### WHAT IS BEING ASKED
Pull out every line in the records below that contains the string "floor", matching case exactly, and copy each one in full.

Object pointing dataset rows
○ ○ ○ ○ ○

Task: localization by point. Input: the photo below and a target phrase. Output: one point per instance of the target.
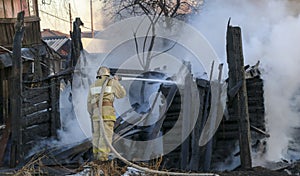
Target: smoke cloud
(271, 34)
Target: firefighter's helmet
(102, 71)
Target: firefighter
(113, 90)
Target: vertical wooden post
(16, 92)
(186, 121)
(70, 15)
(55, 120)
(92, 19)
(235, 61)
(36, 7)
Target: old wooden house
(29, 82)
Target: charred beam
(236, 74)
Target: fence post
(16, 93)
(236, 74)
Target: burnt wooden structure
(245, 111)
(29, 103)
(239, 100)
(8, 16)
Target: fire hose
(130, 164)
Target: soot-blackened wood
(197, 151)
(76, 41)
(55, 119)
(16, 92)
(235, 61)
(36, 118)
(186, 122)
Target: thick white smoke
(271, 34)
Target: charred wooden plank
(43, 97)
(36, 108)
(31, 93)
(16, 87)
(236, 73)
(32, 132)
(37, 118)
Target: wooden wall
(40, 115)
(226, 138)
(32, 35)
(10, 8)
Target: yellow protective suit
(113, 90)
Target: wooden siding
(32, 34)
(10, 8)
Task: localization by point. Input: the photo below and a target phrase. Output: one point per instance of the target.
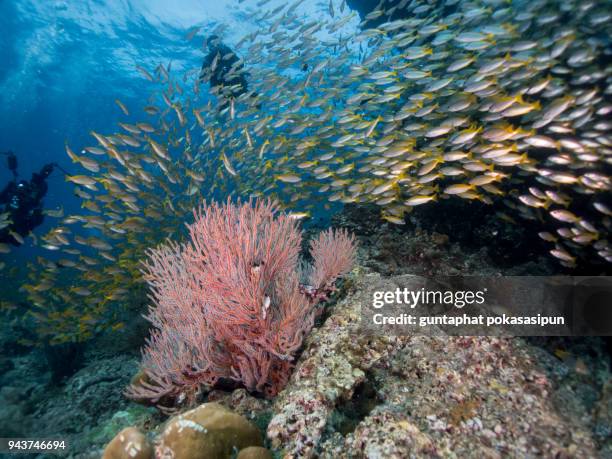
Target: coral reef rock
(254, 452)
(208, 431)
(359, 395)
(130, 443)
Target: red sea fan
(228, 306)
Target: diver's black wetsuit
(224, 69)
(23, 201)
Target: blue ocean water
(62, 64)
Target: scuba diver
(225, 71)
(22, 200)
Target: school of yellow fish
(503, 102)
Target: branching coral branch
(228, 305)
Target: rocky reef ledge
(355, 395)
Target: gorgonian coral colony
(485, 100)
(235, 302)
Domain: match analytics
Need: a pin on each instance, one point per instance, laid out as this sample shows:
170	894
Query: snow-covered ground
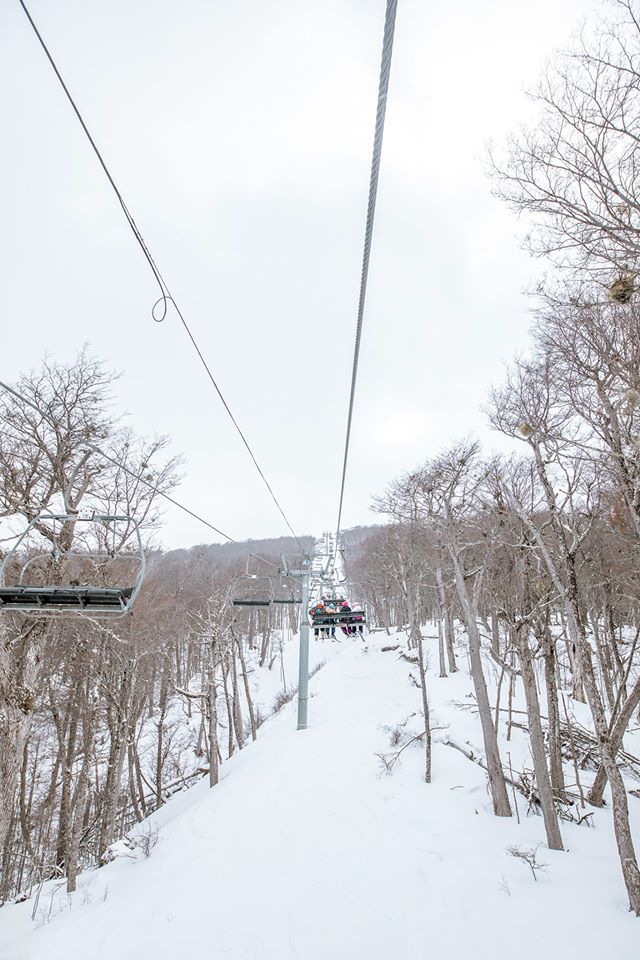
306	851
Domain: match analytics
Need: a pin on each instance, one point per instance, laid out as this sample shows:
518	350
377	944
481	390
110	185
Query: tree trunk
498	787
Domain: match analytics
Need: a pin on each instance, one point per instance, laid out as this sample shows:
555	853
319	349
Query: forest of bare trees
531	558
538	551
102	720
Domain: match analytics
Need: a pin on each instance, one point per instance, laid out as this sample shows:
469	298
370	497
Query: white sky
240	135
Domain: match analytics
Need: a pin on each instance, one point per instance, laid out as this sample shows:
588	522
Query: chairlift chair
50	599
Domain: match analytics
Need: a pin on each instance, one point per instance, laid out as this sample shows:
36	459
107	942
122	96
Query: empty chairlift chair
60	580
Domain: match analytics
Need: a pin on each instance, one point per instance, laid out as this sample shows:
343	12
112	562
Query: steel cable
385	70
117	463
165	294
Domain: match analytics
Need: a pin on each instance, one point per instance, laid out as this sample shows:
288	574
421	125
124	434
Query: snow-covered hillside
306	850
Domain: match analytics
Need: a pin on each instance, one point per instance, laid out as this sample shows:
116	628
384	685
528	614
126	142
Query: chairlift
34	592
250	590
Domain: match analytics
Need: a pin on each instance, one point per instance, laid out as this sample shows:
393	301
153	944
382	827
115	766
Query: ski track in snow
303	851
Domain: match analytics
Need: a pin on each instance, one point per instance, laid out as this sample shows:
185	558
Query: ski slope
305	851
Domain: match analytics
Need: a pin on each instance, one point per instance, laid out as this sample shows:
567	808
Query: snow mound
307	850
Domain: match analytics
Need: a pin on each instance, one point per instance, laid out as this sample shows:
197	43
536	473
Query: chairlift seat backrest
47	598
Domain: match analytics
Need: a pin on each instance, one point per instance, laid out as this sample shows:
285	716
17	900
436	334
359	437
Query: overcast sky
240	135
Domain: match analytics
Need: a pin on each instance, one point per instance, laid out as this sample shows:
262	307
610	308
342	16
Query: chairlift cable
385	69
165	294
121	466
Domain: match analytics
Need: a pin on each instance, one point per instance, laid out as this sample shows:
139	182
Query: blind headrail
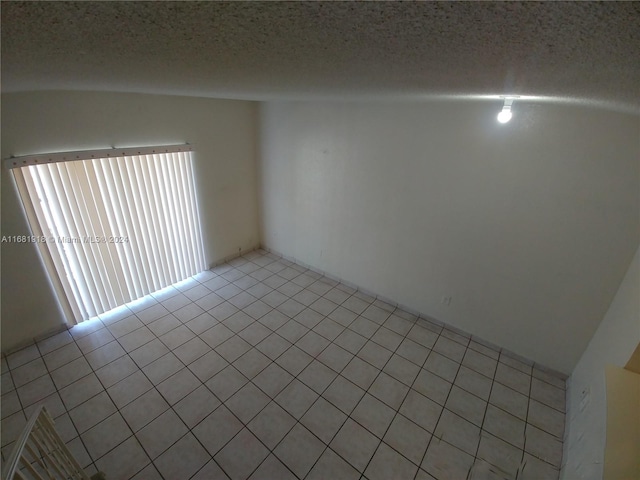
26	160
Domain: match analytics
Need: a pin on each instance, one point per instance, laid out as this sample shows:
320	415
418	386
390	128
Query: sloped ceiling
584	51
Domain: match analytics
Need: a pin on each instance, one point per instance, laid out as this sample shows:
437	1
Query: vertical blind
115	228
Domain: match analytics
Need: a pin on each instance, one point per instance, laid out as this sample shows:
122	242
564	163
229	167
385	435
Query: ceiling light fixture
505	114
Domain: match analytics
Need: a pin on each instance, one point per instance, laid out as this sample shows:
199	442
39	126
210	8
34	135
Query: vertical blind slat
147	199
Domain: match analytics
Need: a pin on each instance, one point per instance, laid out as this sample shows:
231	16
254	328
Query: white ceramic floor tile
261	368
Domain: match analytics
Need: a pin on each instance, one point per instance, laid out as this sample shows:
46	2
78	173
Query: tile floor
262	369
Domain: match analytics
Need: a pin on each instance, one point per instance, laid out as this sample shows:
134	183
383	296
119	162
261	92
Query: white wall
224	134
613	344
529	226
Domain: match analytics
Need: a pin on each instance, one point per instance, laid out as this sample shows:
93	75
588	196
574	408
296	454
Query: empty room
320	240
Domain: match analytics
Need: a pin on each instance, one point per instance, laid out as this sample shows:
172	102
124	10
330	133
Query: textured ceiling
290	50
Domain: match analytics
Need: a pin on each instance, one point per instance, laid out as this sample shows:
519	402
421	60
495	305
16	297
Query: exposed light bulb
505	115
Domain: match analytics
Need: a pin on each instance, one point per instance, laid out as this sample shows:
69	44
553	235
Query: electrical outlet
584	401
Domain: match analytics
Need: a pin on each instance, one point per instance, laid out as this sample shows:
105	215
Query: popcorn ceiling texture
291	50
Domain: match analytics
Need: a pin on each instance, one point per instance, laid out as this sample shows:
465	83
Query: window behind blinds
115	228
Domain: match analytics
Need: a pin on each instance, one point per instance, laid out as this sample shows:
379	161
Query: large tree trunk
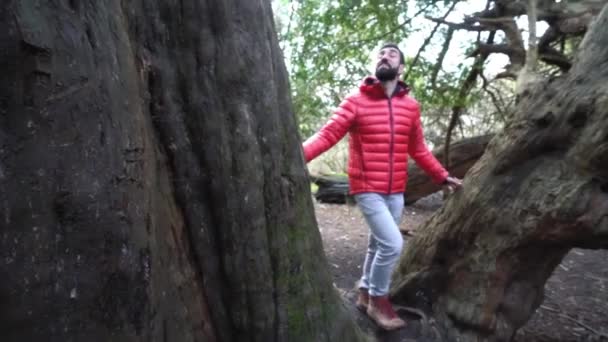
152	186
540	189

○ ○ ○ ○ ○

### CORRECT RESULT
Query: white ceramic floor tile
Query: tile floor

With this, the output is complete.